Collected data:
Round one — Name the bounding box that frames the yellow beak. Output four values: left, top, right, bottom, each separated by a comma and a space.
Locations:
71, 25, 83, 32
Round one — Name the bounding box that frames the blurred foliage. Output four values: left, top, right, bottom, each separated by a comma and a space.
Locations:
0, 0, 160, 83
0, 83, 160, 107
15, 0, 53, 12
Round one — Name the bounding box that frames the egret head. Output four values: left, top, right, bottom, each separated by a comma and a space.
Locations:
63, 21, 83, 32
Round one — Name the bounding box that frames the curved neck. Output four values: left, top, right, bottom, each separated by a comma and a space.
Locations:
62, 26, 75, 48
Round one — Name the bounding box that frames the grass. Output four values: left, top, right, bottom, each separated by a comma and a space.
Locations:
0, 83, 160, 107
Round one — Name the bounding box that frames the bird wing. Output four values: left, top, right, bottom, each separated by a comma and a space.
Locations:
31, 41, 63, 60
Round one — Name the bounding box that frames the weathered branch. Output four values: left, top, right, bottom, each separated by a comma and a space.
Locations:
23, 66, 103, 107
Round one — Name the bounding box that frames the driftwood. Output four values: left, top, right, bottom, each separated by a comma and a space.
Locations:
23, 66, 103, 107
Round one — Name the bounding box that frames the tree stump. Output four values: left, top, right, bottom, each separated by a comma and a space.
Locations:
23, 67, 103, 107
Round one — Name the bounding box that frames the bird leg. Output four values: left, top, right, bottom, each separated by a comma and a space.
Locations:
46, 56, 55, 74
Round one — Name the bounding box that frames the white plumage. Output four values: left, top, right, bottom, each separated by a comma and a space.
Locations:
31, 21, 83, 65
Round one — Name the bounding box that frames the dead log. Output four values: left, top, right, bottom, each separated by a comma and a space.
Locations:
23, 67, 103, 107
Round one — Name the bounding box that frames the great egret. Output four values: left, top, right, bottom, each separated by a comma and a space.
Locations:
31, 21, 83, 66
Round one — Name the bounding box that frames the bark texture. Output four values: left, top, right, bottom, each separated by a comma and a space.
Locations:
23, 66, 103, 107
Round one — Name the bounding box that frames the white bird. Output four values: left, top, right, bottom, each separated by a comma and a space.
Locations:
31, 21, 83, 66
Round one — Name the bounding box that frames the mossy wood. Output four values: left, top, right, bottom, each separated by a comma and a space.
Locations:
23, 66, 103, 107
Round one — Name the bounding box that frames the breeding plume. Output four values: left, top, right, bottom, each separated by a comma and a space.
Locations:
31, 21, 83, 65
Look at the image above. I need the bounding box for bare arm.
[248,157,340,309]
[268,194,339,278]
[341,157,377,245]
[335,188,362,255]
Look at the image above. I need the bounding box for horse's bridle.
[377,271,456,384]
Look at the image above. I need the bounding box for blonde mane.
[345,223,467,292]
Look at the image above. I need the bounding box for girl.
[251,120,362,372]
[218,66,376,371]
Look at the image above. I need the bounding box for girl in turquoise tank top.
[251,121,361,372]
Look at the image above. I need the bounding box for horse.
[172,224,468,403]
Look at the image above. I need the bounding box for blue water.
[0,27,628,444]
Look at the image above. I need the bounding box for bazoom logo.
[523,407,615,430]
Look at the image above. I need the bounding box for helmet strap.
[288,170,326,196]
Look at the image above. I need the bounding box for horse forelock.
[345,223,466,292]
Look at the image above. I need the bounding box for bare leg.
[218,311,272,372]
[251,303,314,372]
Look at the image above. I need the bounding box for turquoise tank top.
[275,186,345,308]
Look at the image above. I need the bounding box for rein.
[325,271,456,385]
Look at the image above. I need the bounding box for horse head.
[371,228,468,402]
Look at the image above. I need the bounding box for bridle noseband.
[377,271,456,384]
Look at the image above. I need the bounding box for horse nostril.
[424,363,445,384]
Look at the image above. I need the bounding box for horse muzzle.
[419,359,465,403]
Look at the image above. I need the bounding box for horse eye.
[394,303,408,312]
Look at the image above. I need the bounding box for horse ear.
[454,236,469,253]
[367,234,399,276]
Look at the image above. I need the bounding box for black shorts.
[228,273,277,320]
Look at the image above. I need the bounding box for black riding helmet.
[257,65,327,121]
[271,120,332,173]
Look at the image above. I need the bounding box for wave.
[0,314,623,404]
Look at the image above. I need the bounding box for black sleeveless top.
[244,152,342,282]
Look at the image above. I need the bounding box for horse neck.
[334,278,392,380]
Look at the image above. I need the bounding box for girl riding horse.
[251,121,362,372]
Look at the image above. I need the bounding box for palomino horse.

Set exercise.
Please copy out every one of the rows above word for word, leaving nothing out and changing nothing.

Reply.
Round one — Name the bounding box that frames the yellow beak. Output four values: left, top, right, bottom, each separated by a comma and a space.
Locations:
71, 25, 83, 32
Round one — Name the bounding box that frames the blurred foliage. Output four values: left, top, right, bottom, each separated by a comma and a space.
Locations:
0, 0, 160, 83
0, 83, 160, 107
15, 0, 53, 12
Round one — Name the bounding box that frames the egret head. Output four values: left, top, right, bottom, each separated by a comma and a space.
Locations:
63, 21, 83, 32
Round one — Name the bounding box that frames the curved neck. Output four values: left, top, right, bottom, each separated by a comma and a space.
Locations:
62, 26, 75, 48
Round one — Name the bounding box that frames the grass. Output four values: left, top, right, bottom, each separated by a comma and a space.
Locations:
0, 83, 160, 107
Round one — Name the bounding box that frames the bird wing. Output four values: left, top, right, bottom, each separated by a comma and a space.
Locations:
31, 41, 63, 60
Round one — Name the bounding box that frames the weathered branch. Output four values: left, top, right, bottom, each separated by a comma and a space.
Locations:
23, 66, 103, 107
Round one — Name the bounding box that frames the driftwood. Output four values: left, top, right, bottom, each separated by a comma and a space.
Locations:
23, 66, 103, 107
Round one — Name the bounding box that frames the tree stump. Output four values: left, top, right, bottom, each separated by a comma and a space.
Locations:
23, 67, 103, 107
Round one — Name the bounding box that frames the bird leg. Output four values: left, top, right, bottom, each separated by a comma and a space.
Locations:
46, 56, 55, 74
Round one — Name the bounding box that frames the white plumage. Output four values: left, top, right, bottom, each separated by a comma and a space.
Locations:
31, 21, 83, 65
Round one — Name the bounding box that frames the dead log. Output four values: left, top, right, bottom, each separated by a comma and a space.
Locations:
23, 67, 103, 107
Round one — Name the bounding box that frames the great egret. Output four values: left, top, right, bottom, each separated by a comma and a space.
Locations:
31, 21, 83, 66
Round one — Name the bounding box that frames the bark texture. Output four values: left, top, right, bottom, each separated by a comma and a space.
Locations:
23, 66, 103, 107
Round one — Name the bounding box that frames the white bird. Output four values: left, top, right, bottom, each separated by a comma and a space.
Locations:
31, 21, 83, 66
Round one — Name the bounding box that frames the mossy wood. Output four values: left, top, right, bottom, each separated by a comma and a space.
Locations:
23, 66, 103, 107
Round one — Name the bounding box that frames the breeding plume. Output four values: left, top, right, bottom, each separated by a comma and a space.
Locations:
31, 21, 83, 65
Look at the image above. I need the bounding box for bare arm.
[248,157,340,309]
[268,194,339,278]
[341,157,377,245]
[335,188,362,255]
Look at the image above. I need the bounding box for horse's bridle.
[377,271,456,384]
Look at the image above. I need the bounding box for blonde mane.
[345,223,467,292]
Look at the image above. I need the bounding box for girl.
[251,120,362,372]
[218,66,376,371]
Look at the image above. I need the bounding box for girl in turquoise tank top.
[251,121,361,372]
Look at the image above. I need the bounding box for horse.
[172,224,468,403]
Look at the image above. I need the bounding box for blue water.
[0,27,628,444]
Look at the image above. I need the bounding box for bazoom logo.
[523,407,615,430]
Look at the image above. I need the bounding box for helmet strap.
[288,170,326,196]
Look at the image above. I need the bounding box for horse forelock.
[345,223,466,292]
Look at the image above. I need the bounding box for bare leg.
[218,311,272,372]
[251,303,314,372]
Look at the image above. I need the bounding box for turquoise tank top.
[275,186,345,308]
Look at the image above. I need the bounding box for rein.
[325,271,456,385]
Look at the image above. I need the bounding box for horse head.
[371,228,468,402]
Look at the image above. I need the bounding box for bridle noseband.
[377,271,456,384]
Look at the image above. I need the bounding box for horse nostril.
[424,363,445,384]
Look at the image above. I need the bounding box for horse muzzle.
[419,359,465,403]
Look at the image above. I need the bounding box for horse eye.
[394,303,408,312]
Look at the image above. I need the bounding box for horse ear.
[454,236,469,253]
[367,234,399,276]
Look at the image above. I need the bounding box for black shorts.
[228,273,277,320]
Look at the image above. I need the bounding box for black riding helmet.
[257,65,327,121]
[271,120,332,173]
Look at the image above. I need the bounding box for wave.
[0,314,623,404]
Look at the image above. I need the bounding box for black sleeveless top.
[244,152,342,282]
Look at the image above. I need the bounding box for horse neck.
[334,278,392,380]
Look at the image above. I need the bounding box for girl riding horse.
[251,121,362,372]
Look at the image above. I need the bounding box for palomino horse.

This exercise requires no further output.